EXERCISE OBJECTIVE
Using the records below, locate all lines containing "every" and return them.
LISTED RECORDS START
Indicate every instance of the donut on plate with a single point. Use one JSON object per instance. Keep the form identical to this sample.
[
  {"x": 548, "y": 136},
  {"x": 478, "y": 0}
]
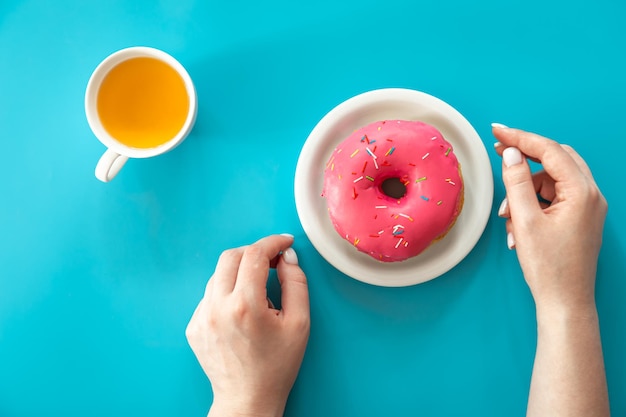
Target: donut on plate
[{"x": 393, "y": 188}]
LISTED RECORDS END
LISTED RECORDS START
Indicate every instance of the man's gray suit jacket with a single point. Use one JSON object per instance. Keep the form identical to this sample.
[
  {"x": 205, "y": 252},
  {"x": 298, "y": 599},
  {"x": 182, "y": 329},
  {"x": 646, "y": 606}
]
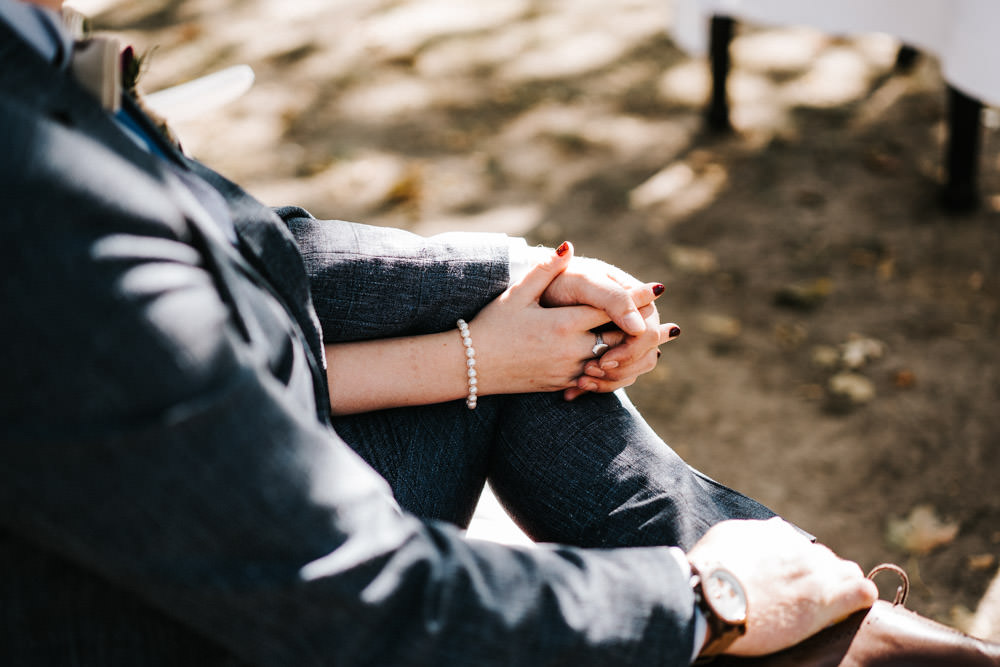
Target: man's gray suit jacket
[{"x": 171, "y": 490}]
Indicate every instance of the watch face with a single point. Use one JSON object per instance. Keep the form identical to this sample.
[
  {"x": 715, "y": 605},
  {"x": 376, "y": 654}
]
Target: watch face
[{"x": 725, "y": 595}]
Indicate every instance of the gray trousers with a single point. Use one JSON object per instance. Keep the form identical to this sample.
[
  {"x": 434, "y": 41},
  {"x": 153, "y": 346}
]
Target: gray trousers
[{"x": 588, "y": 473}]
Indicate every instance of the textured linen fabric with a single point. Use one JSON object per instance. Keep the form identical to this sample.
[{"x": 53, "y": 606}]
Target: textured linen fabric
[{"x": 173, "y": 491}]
LISTED RECORDS END
LISTED RECORDS START
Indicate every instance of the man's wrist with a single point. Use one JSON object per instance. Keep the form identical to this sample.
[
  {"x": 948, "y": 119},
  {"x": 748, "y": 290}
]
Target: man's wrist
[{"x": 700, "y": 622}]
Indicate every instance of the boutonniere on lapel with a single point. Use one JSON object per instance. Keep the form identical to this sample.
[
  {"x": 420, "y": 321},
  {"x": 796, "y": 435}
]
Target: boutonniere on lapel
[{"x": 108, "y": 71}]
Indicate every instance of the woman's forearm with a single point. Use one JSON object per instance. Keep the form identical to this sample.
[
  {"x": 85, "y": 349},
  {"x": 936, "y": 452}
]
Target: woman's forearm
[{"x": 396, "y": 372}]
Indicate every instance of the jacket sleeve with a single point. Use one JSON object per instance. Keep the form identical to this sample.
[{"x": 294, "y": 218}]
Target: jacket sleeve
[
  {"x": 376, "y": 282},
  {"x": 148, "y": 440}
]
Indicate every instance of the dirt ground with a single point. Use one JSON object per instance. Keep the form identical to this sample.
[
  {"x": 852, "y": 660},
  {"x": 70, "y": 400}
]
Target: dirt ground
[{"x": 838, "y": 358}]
LISTED RECORDS END
REPLY TO THE EXERCISE
Indicate every instance of the donut on plate with a single point. Use one JSON object per instance. Keep the form identical to this sample.
Indicate every instance of the man's gray suit jacket with a single point. Use one JSON object per instance. Keep the form identical to this sample.
Indicate every instance of the watch face with a single point. Use one JSON object per instance. Keep the form identical to this sample.
Indicate every instance of the gray trousers with a single point. Use one JSON object per instance. Keep the form identical to this sample.
Indicate every instance of the textured linen fabric with a single point. Use one JSON object per instance. Keep the form identical to this sample.
Indicate every instance of the man's wrist with a single point. Use one JSON object per instance. Keep the form identical to this sample.
Indicate every instance of the boutonniere on lapel with a single point. Use one JSON object per instance. Keep the form identical to this sample.
Indicate every instance of the woman's forearm with a single point. Use one JSON object per instance. Keep the form identical to this sample.
Indicate every instance of the jacket sleeve with a single point. Use one JSON object per instance. Keep the form identical to this sample.
Indicate every instance of the dirt ground with a single point. Use one JSON object per instance. Keep the form identical to this sample.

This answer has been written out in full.